Task item: Write out the stretch of lines below that begins at the line with "the black background" and ends at the line with "point(638, 501)", including both, exactly as given and nothing more.

(Data for the task Opens)

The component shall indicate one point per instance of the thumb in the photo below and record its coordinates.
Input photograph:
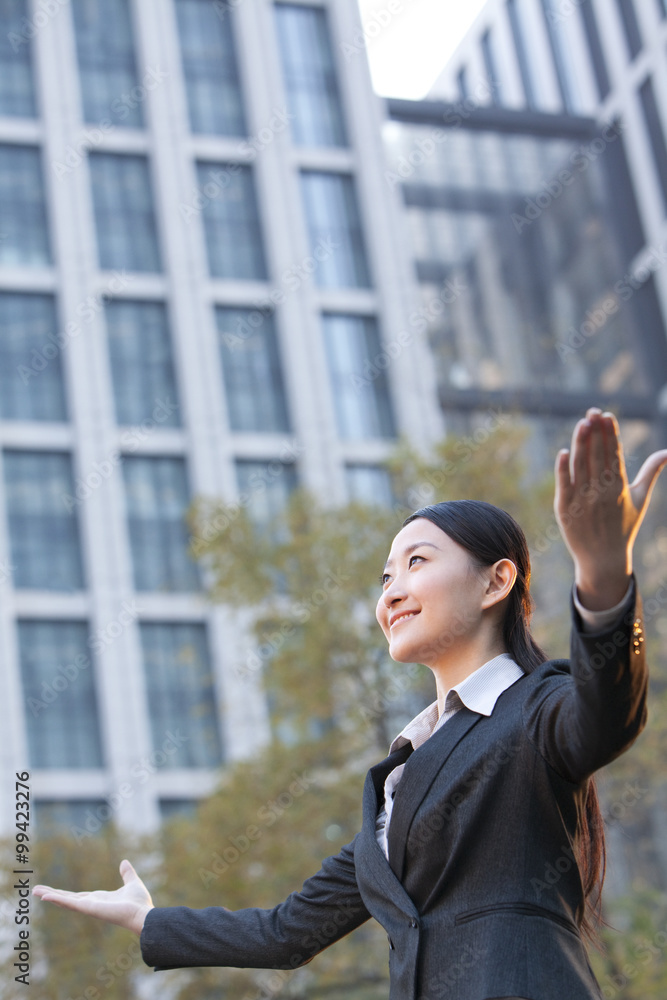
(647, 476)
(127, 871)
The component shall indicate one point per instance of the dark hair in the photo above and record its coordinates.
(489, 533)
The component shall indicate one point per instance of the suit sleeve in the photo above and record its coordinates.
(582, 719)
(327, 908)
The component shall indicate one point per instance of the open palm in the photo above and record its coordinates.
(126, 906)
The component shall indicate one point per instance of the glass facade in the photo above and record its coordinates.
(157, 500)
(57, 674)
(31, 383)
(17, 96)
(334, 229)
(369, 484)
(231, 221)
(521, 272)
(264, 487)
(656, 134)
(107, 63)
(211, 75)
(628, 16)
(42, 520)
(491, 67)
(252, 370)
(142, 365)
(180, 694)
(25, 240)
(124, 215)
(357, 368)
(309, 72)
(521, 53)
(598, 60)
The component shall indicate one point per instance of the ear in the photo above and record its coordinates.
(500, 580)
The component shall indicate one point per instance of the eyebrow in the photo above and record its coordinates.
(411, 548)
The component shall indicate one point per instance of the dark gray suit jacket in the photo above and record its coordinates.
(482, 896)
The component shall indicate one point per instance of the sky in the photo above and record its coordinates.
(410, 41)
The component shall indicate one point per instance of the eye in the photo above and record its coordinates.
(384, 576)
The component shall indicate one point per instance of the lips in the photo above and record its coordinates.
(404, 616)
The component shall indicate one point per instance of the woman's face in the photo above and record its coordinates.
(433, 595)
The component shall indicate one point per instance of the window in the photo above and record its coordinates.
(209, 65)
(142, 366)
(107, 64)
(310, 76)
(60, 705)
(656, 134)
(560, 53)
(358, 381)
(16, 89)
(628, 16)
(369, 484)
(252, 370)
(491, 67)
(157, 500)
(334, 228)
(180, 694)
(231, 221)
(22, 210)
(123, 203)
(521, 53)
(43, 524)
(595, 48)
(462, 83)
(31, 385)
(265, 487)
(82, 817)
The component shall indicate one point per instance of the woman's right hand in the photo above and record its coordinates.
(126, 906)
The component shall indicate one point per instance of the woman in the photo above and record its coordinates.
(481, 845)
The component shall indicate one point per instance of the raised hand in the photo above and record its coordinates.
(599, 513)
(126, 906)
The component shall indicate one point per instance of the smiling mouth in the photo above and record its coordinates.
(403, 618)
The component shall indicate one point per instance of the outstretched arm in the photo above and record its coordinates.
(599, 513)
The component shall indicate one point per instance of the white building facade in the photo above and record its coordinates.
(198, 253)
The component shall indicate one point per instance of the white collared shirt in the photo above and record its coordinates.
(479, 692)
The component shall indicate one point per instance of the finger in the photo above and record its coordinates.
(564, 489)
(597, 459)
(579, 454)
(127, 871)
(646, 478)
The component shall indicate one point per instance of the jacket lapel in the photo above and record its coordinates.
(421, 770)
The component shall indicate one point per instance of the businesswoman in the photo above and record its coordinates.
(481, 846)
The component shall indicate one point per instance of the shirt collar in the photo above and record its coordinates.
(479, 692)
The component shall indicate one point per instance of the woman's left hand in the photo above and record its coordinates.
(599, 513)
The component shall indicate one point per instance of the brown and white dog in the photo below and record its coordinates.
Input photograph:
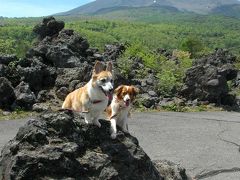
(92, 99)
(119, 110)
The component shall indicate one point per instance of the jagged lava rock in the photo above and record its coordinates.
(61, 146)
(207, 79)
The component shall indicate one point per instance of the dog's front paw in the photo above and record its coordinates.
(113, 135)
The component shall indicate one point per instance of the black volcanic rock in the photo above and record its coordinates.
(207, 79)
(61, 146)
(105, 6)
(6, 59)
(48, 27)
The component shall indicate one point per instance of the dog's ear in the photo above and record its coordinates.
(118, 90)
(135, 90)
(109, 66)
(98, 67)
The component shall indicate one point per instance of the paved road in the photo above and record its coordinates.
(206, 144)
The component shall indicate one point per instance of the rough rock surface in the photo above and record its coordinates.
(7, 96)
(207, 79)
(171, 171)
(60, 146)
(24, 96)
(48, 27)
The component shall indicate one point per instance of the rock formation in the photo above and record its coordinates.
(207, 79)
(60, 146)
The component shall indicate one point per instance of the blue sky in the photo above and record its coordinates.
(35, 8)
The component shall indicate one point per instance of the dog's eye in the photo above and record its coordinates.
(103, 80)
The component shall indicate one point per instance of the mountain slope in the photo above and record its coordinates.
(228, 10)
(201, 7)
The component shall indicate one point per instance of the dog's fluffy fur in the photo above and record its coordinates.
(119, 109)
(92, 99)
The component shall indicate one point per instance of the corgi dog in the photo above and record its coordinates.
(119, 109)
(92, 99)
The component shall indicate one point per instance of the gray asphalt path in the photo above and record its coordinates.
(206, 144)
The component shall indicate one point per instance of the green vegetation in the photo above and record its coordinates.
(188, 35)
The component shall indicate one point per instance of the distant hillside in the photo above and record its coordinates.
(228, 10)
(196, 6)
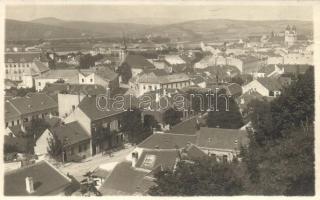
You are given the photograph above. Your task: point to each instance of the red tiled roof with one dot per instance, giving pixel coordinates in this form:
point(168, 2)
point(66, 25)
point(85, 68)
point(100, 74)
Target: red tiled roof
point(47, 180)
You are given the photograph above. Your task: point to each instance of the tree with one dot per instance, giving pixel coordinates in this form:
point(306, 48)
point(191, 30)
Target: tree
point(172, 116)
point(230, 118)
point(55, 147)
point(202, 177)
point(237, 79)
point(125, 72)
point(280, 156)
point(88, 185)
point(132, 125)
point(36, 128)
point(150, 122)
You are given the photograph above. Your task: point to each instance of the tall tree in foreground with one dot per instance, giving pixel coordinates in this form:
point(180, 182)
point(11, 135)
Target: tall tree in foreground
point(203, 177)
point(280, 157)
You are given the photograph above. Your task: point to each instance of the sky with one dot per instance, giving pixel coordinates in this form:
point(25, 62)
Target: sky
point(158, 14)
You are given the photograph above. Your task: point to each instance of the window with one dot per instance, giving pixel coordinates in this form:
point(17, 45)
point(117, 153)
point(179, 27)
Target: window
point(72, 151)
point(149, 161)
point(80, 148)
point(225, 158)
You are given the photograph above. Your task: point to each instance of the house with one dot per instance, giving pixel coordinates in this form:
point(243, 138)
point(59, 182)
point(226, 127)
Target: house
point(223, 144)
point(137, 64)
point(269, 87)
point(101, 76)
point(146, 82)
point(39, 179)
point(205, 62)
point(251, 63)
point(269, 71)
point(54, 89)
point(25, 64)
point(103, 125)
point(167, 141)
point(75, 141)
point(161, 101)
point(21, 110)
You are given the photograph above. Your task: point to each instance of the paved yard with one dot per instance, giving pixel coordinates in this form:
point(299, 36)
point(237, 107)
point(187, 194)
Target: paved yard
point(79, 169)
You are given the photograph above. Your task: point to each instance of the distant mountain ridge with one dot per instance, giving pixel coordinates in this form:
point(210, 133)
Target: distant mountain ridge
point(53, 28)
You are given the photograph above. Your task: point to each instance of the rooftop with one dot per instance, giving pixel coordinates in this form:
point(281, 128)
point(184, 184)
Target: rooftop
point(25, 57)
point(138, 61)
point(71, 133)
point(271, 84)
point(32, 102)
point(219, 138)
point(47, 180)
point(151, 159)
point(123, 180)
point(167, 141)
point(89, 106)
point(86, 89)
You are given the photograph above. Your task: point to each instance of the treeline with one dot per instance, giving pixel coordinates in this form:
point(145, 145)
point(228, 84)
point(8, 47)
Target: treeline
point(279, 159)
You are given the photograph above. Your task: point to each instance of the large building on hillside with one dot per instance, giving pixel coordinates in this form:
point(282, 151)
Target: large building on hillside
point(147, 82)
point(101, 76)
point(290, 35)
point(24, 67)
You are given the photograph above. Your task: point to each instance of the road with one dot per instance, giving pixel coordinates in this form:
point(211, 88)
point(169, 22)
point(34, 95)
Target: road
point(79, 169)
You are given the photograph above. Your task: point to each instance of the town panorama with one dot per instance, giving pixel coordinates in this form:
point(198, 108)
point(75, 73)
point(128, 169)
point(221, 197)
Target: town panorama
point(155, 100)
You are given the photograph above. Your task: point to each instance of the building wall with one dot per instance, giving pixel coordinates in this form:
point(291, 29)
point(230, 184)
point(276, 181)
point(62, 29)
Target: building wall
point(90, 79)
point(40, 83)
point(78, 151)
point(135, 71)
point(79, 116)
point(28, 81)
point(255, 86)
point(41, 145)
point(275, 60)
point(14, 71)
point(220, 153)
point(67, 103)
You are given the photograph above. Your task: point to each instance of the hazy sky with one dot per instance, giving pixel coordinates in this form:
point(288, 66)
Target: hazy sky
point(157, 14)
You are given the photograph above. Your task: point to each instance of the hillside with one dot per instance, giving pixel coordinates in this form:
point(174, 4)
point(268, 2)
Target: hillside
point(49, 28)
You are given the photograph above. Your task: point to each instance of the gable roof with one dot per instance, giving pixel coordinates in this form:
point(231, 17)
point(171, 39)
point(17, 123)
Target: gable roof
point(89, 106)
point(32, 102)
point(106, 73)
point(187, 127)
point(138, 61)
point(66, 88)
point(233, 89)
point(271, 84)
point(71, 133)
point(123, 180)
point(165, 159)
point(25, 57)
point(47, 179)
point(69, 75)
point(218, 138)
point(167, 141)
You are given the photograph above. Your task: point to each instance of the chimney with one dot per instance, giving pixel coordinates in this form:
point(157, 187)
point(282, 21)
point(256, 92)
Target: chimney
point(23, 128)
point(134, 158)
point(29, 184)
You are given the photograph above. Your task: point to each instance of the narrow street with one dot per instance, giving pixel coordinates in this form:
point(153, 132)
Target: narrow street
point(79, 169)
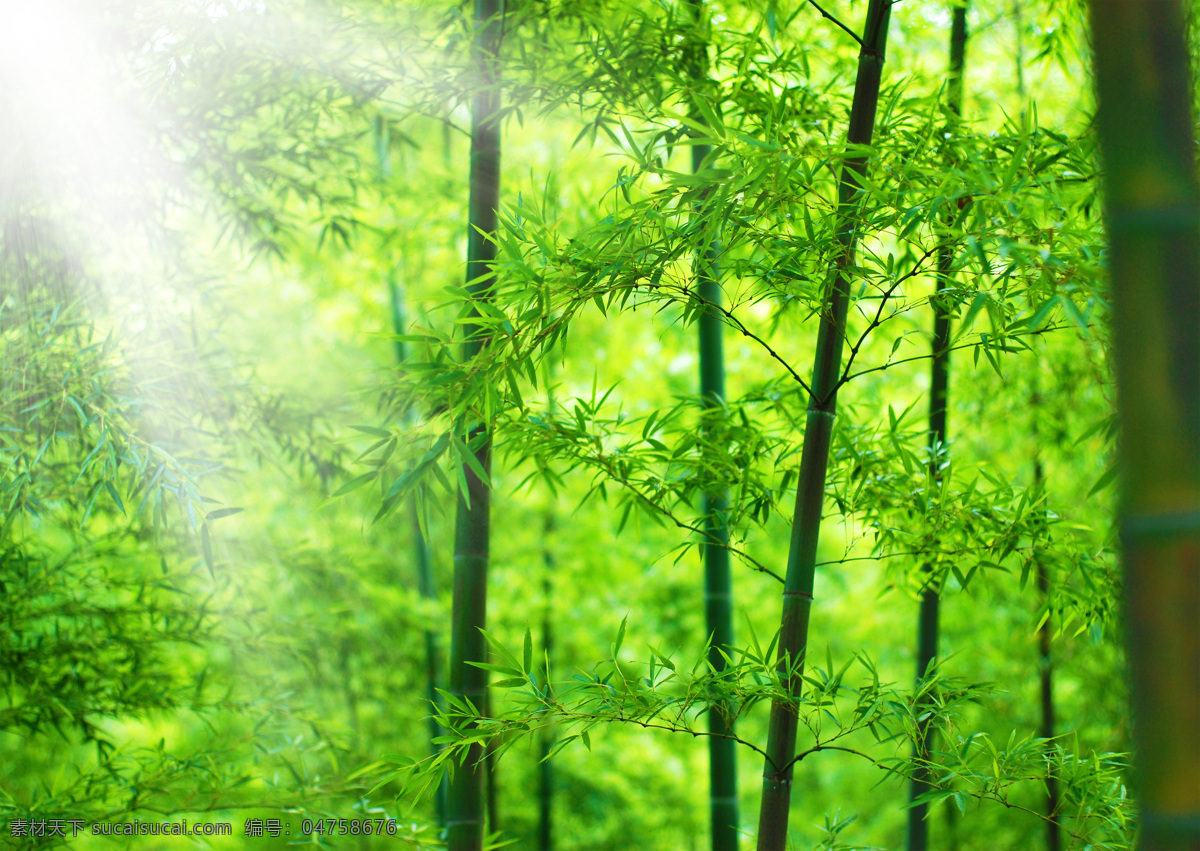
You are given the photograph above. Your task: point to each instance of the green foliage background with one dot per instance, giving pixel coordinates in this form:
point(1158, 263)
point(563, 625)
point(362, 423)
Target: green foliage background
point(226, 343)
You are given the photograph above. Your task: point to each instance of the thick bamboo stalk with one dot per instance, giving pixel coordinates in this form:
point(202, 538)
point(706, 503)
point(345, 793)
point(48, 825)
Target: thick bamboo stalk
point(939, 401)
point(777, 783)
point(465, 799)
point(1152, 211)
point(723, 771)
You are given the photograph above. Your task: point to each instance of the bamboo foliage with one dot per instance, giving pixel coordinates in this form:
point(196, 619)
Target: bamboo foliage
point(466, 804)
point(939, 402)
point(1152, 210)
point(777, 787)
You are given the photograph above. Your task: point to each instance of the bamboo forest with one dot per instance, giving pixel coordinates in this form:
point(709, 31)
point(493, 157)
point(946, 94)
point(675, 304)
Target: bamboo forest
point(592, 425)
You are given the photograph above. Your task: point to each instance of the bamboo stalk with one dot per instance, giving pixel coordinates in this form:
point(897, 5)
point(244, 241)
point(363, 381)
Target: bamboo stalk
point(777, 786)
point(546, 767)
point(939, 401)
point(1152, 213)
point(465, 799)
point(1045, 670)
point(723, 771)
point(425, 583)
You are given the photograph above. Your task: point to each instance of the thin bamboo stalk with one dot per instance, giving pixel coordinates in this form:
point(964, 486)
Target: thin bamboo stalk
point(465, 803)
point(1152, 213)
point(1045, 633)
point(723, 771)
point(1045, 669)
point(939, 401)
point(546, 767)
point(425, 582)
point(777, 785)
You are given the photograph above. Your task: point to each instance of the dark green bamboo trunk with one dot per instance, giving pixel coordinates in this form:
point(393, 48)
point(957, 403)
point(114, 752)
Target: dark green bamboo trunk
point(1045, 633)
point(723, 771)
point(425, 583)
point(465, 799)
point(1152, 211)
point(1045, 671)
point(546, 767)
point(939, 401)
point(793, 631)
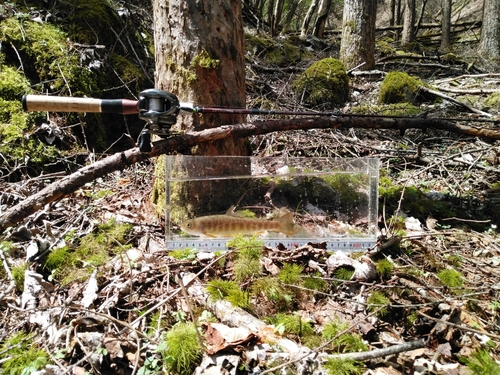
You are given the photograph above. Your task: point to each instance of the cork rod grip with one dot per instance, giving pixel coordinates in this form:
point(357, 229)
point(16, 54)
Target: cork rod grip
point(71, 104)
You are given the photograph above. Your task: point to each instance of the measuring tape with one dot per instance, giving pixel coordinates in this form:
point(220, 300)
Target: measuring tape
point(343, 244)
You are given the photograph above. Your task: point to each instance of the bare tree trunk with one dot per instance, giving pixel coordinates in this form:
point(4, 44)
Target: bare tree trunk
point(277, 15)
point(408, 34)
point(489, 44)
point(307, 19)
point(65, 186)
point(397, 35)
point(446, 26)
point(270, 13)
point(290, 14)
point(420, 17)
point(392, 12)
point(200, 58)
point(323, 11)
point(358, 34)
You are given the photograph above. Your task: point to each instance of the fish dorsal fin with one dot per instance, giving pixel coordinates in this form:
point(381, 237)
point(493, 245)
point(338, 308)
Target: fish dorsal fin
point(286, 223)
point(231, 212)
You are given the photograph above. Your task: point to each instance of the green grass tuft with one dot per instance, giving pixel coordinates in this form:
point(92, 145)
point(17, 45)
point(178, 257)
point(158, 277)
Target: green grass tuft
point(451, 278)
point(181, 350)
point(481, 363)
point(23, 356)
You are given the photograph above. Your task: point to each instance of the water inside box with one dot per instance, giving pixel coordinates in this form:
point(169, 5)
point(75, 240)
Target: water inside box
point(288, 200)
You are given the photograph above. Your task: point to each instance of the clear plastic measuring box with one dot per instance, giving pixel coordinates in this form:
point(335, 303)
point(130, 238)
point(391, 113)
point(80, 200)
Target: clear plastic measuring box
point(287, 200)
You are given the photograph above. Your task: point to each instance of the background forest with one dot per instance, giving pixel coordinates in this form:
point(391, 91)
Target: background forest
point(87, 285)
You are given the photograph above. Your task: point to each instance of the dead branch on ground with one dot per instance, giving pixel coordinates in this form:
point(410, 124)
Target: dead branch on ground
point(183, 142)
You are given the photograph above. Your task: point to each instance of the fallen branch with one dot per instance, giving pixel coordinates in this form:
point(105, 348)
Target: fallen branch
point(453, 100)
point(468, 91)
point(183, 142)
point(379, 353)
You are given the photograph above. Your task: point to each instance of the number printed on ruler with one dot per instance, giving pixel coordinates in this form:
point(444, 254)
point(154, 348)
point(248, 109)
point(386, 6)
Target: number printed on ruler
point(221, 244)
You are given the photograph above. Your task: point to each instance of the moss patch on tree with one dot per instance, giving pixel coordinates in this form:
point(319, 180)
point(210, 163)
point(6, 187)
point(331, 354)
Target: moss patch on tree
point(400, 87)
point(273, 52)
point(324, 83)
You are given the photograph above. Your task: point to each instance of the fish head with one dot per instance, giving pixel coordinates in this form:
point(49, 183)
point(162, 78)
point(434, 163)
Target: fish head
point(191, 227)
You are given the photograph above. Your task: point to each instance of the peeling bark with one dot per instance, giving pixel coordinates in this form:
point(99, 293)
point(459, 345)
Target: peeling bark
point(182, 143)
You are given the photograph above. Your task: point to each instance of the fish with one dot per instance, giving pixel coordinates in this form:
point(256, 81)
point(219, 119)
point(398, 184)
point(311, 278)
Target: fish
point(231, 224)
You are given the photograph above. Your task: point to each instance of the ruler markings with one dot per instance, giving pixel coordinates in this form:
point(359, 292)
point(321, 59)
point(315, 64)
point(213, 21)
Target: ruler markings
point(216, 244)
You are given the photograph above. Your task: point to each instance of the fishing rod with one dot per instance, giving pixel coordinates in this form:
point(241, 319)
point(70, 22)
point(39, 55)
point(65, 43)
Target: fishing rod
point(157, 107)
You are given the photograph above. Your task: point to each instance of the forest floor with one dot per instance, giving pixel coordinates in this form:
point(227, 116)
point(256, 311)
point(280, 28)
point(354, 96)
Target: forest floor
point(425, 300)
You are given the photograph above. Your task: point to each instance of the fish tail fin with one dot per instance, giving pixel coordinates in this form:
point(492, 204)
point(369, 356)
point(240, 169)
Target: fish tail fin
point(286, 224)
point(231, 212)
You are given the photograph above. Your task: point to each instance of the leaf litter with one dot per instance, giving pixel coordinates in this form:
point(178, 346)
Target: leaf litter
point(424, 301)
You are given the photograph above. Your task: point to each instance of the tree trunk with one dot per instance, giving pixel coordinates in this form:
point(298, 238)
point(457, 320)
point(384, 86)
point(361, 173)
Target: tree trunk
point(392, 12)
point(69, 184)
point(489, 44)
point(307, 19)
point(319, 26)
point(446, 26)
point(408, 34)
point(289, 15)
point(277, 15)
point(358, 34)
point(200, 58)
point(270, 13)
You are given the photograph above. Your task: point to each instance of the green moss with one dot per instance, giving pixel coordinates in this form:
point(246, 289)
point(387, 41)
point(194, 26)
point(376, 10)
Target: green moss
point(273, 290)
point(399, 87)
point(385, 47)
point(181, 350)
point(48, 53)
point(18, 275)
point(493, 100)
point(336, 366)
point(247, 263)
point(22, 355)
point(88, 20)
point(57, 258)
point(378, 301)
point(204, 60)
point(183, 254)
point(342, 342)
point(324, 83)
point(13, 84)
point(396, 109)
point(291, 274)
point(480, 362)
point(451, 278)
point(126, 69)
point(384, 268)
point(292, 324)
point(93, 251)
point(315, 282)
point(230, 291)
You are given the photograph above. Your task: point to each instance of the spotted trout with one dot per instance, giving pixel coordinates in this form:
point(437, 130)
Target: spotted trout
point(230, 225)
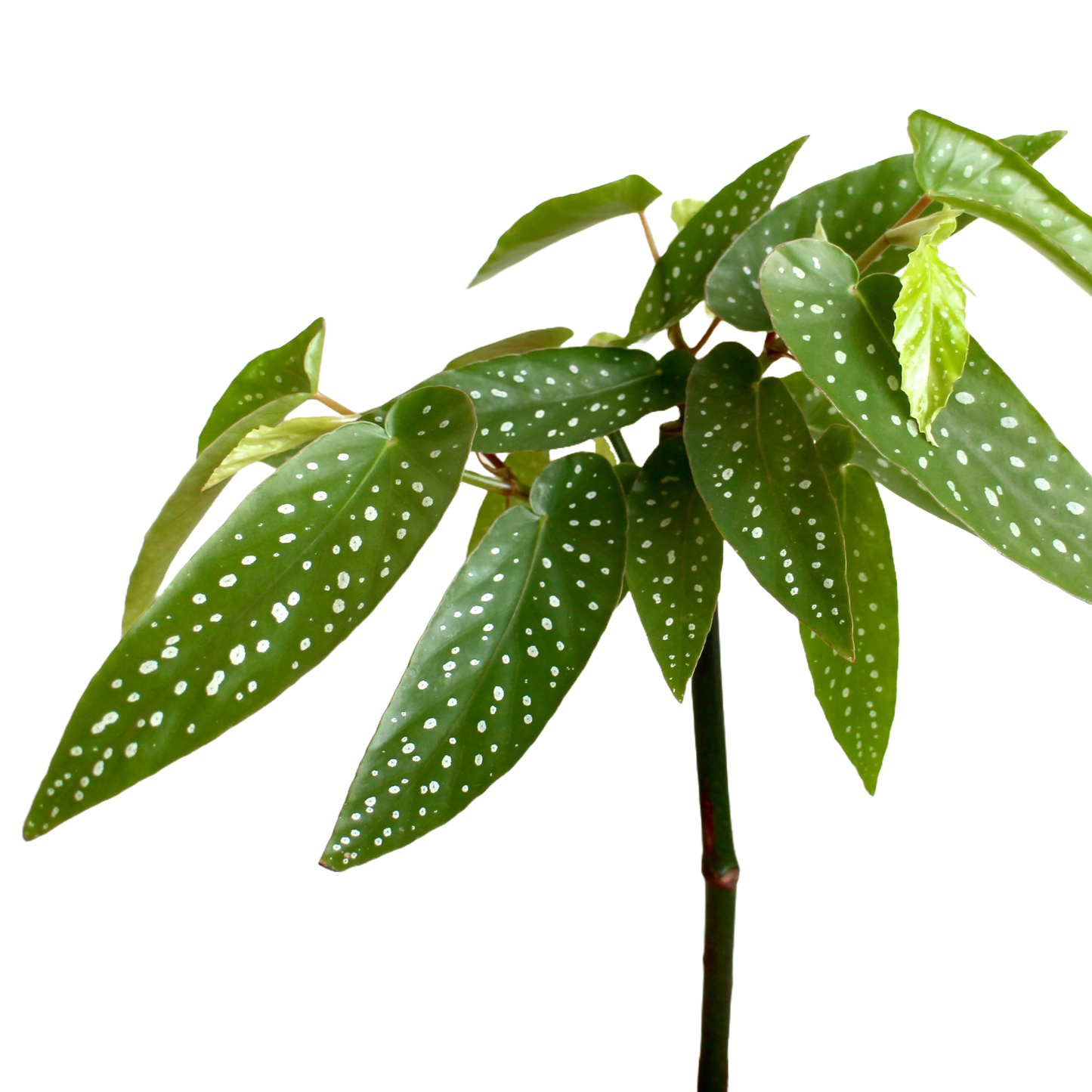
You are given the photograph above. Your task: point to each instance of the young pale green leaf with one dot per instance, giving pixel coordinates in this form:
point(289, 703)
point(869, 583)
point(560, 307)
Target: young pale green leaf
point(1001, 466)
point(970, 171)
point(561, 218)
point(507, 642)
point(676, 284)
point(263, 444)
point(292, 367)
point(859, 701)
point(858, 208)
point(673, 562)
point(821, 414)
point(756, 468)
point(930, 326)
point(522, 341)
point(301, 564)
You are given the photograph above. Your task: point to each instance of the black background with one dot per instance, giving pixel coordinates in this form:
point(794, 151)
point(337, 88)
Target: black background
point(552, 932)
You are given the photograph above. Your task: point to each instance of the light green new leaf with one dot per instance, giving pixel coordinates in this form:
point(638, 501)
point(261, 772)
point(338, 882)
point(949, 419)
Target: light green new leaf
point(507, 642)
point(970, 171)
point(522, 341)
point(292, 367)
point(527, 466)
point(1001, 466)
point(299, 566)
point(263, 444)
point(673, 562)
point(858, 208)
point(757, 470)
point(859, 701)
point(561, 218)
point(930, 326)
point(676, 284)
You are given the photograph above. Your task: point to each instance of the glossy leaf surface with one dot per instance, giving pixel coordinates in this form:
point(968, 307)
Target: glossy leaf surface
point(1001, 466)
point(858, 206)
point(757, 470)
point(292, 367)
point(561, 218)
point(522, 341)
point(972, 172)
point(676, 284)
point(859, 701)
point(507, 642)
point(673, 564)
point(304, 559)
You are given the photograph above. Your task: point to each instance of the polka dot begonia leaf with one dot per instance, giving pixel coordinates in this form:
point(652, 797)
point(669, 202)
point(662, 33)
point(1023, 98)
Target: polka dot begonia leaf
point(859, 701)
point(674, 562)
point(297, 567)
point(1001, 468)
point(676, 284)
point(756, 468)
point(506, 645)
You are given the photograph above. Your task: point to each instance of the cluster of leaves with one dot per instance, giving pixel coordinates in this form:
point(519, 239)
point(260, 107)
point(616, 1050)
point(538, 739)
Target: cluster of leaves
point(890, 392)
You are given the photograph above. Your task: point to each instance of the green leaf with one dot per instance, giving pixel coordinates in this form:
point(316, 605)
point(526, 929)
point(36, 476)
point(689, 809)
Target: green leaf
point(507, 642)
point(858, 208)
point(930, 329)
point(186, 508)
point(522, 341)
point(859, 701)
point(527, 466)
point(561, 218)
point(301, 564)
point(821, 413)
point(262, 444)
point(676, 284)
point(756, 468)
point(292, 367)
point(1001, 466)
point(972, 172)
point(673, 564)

(Data for the task Closes)

Response for this exercise:
You are given the photograph above. Your task: point to each instance of the black background with one dot per instance, giving pixel coordinates in this form:
point(794, 151)
point(337, 88)
Target: black background
point(552, 932)
You are given the photograph above. Your task: point to each instance of the light green new leaf with one dot per instance, giving pixel coordinates in this form:
point(638, 501)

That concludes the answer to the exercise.